# DOCUMENT TEXT:
- - - - - - -

In memory of all those who fell in the Second World War.
In memory of all the martyrs, not yet deemed worthy of monuments and who didn’t survive to take part in the Second World War.

1

Interlude: Children …

… often died in families. Indeed, in his as well. Yet he, the third born, unfortunately survived in order to destroy tens of millions of people ruthlessly.
Of course, I’m not speaking about Zhukov. I’m talking about his patron, the Supreme High Commander and Generalissimo, Stalin.
Zhukov, though, survived – fortunately. (I anticipate that such an assertion will find many who oppose it. Considered among Russia’s national heroes, Zhukov nevertheless provokes the frenzied howling of neo-Stalinists, who strive to overturn the truth by praising Stalin for the Victory, and blaming Zhukov for the losses.) In the Marshal’s memoirs Vospominaniia i razmyshleniia (Remembrances and Reflections) he hardly touched upon the losses. As a professional, he didn’t even begin to try to exonerate himself: A commander’s duty is to avoid defeats and to conquer, while the cost is a secondary matter. The casualties – not Zhukov’s fault, but not without his participation – were countless, even in vain. However, they were not the victims of the repressions. The strong little boy would live a glorious life, and become a great commander and an idol to millions. In the pantheon of Russian military glory his name stands equal to the names of Peter Rumiantsev and Mikhail Kutuzov. His fame has not been besmirched by the disgrace of repression, like the fame of Suvorov, whose title of Field Marshal had been bestowed by Empress Catherine for the brutal suppression of the Warsaw uprising of 1794. At that time, the banks of the Vistula River had been covered by a medley of the remains of young ladies, children, Jews, Polish nobles and an assortment of random victims. “Speed, assessment, hitting power …”1
History is mocking and repeats itself in ways that are difficult to recognize. One hundred and fifty years later, our hero also faced the problem of a Warsaw uprising. The medley of corpses was now the Nazis’ doing, while Stalin kept watch from the Kremlin as his foes consumed each other. It was left for Zhukov to justify his inaction – and he did, thank you. Thanks for the humble admission of his guilt. Zhukov could hardly have been accused seriously; he was a weapon in someone else’s hands.

- - - - - - -

(Stored entries)
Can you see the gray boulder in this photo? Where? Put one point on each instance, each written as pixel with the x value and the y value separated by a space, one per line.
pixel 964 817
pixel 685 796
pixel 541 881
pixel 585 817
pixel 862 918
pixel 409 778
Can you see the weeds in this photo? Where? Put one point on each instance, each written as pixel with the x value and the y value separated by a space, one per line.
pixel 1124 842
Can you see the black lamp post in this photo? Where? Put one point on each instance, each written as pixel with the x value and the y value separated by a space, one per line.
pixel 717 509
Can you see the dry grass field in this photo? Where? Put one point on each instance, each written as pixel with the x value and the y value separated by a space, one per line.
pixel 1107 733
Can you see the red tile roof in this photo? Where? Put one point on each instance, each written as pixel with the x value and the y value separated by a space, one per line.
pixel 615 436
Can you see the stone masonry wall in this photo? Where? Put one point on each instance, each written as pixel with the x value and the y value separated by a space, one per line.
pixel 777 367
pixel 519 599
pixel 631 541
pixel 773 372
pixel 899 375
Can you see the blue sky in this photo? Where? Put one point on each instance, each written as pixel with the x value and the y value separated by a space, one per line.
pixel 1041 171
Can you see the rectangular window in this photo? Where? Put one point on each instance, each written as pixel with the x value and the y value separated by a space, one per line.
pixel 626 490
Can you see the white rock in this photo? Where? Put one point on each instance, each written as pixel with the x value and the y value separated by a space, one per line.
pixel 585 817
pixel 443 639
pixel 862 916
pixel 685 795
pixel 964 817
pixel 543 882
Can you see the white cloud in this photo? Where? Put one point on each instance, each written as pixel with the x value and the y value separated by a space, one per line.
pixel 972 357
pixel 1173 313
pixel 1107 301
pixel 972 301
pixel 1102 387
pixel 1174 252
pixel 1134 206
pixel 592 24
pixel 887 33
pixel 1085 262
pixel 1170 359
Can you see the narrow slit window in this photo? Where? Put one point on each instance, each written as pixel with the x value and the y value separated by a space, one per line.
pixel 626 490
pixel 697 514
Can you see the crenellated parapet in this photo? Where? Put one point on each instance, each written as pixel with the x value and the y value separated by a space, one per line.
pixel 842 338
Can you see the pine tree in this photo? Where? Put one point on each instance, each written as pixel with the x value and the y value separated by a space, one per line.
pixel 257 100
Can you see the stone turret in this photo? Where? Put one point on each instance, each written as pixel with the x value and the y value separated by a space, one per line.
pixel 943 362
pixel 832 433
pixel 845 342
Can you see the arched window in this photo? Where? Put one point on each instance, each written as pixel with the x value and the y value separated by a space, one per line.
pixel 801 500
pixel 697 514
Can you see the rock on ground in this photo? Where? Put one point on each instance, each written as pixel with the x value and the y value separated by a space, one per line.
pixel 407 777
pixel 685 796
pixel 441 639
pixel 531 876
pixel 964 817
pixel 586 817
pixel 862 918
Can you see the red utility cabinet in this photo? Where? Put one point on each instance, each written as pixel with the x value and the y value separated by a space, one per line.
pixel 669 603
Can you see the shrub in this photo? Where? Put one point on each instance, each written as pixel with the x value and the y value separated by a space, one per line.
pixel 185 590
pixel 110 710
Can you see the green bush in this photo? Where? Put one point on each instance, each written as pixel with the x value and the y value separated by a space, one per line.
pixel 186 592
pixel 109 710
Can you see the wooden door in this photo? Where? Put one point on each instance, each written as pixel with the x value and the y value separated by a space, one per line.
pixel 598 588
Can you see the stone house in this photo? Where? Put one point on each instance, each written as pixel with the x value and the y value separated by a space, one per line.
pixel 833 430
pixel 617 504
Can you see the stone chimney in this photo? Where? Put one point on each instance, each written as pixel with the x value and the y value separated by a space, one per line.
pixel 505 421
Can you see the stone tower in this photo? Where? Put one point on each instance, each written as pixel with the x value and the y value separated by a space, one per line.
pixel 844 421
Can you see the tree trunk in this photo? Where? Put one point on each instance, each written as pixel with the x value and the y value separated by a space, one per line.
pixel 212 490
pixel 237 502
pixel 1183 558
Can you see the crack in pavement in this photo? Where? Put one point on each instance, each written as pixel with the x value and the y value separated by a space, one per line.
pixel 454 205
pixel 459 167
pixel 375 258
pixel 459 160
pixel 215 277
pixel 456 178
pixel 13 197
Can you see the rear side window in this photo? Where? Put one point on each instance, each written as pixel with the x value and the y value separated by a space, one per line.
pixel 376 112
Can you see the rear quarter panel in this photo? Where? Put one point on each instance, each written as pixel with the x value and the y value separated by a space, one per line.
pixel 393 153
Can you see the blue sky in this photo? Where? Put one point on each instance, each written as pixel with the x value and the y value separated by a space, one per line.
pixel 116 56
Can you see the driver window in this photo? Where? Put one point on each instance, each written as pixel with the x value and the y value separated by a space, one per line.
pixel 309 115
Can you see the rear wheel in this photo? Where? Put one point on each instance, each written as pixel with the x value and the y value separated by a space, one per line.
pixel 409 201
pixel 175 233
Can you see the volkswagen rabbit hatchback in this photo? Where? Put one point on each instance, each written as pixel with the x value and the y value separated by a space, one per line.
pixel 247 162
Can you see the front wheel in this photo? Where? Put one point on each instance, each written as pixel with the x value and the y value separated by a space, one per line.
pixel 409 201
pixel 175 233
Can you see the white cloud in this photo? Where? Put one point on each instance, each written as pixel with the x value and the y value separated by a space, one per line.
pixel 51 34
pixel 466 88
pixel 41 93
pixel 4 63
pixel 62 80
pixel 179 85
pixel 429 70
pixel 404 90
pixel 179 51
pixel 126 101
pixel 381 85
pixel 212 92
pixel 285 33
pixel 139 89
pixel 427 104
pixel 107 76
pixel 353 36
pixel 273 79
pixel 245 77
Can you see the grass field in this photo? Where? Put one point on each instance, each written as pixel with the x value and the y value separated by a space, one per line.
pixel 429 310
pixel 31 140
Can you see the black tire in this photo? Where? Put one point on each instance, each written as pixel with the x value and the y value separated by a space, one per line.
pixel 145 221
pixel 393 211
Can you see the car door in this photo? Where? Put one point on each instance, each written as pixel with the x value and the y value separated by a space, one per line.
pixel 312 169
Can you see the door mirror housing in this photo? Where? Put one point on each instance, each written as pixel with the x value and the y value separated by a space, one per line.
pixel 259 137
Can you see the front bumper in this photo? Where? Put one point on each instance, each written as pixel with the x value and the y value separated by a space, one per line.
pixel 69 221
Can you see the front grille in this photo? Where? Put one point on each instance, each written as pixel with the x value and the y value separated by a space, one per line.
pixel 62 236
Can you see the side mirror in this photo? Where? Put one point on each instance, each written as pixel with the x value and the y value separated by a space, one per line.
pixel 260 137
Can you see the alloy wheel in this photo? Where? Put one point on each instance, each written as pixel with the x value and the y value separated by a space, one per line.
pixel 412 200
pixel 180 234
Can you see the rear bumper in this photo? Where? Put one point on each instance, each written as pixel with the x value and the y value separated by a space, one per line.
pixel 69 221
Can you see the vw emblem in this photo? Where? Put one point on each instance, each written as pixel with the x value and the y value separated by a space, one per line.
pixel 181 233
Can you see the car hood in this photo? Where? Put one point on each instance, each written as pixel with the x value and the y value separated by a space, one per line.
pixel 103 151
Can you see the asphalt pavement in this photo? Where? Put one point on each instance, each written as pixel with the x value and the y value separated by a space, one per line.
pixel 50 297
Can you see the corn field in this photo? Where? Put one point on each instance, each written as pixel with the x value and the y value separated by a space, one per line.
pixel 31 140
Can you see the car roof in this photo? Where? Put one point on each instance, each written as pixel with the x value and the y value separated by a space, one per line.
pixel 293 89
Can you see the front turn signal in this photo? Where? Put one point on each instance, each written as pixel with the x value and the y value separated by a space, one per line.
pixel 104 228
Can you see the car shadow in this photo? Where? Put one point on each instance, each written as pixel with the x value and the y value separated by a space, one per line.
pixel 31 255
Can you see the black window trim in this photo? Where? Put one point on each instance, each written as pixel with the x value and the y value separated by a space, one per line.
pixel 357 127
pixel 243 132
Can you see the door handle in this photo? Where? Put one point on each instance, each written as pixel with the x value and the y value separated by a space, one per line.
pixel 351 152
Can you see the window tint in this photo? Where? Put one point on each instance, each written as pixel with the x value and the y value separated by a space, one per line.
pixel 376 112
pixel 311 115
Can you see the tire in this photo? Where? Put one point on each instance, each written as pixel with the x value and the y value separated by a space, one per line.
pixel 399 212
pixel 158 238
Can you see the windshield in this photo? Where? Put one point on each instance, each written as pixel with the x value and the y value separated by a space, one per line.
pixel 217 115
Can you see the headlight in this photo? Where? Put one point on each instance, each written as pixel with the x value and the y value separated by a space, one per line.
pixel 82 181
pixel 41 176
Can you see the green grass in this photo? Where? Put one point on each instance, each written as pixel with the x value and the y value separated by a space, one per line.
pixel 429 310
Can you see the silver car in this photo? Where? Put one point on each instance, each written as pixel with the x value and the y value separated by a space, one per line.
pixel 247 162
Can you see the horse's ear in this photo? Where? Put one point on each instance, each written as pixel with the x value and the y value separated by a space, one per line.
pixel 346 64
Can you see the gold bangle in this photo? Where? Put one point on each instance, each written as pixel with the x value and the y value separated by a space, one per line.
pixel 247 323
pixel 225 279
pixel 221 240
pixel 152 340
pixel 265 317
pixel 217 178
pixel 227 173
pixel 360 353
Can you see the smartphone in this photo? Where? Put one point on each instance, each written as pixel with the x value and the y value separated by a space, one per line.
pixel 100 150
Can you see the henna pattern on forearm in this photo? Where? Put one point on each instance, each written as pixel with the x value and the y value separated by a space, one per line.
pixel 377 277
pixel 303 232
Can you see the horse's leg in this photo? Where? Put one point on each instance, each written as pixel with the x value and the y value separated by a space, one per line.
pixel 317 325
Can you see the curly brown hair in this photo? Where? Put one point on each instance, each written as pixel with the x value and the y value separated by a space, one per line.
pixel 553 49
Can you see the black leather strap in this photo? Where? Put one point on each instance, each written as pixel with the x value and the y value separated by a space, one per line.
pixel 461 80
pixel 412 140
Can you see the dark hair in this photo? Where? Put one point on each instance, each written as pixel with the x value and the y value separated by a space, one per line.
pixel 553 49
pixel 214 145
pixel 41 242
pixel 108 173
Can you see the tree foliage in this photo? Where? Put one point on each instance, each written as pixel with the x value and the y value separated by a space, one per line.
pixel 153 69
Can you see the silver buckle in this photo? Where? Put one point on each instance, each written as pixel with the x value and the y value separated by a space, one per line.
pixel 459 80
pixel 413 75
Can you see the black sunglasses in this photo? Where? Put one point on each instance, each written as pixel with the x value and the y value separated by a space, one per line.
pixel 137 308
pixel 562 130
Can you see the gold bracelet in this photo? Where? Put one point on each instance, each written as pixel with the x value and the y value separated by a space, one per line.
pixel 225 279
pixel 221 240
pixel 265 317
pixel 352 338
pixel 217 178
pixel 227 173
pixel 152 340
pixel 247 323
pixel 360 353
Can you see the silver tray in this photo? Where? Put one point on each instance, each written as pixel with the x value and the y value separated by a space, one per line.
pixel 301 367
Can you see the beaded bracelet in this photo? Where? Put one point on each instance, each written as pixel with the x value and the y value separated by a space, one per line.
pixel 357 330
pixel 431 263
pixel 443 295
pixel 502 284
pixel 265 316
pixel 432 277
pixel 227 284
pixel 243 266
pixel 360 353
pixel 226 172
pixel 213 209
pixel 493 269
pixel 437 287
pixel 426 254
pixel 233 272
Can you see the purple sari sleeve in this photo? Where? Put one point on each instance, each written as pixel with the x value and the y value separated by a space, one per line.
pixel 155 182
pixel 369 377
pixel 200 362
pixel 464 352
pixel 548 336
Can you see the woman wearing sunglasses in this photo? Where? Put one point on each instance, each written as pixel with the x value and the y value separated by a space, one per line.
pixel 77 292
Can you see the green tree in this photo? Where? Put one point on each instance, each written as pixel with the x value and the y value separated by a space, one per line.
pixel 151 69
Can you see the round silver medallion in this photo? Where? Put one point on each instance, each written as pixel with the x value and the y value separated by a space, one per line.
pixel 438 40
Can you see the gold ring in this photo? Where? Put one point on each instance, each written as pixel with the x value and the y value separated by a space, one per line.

- - - - - - -

# WHAT THIS EXERCISE ASKS:
**a)** Reproduce the passage on Zhukov word for word, from "Interlude: Children …" up to and including "and Generalissimo, Stalin.".
**b)** According to the passage on Zhukov, the banks of the Vistula River were covered by the remains of several groups of people. List every one of those groups.

# ANSWERS IN ORDER:
**a)**
Interlude: Children …

… often died in families. Indeed, in his as well. Yet he, the third born, unfortunately survived in order to destroy tens of millions of people ruthlessly.
Of course, I’m not speaking about Zhukov. I’m talking about his patron, the Supreme High Commander and Generalissimo, Stalin.

**b)**
- young ladies
- children
- Jews
- Polish nobles
- an assortment of random victims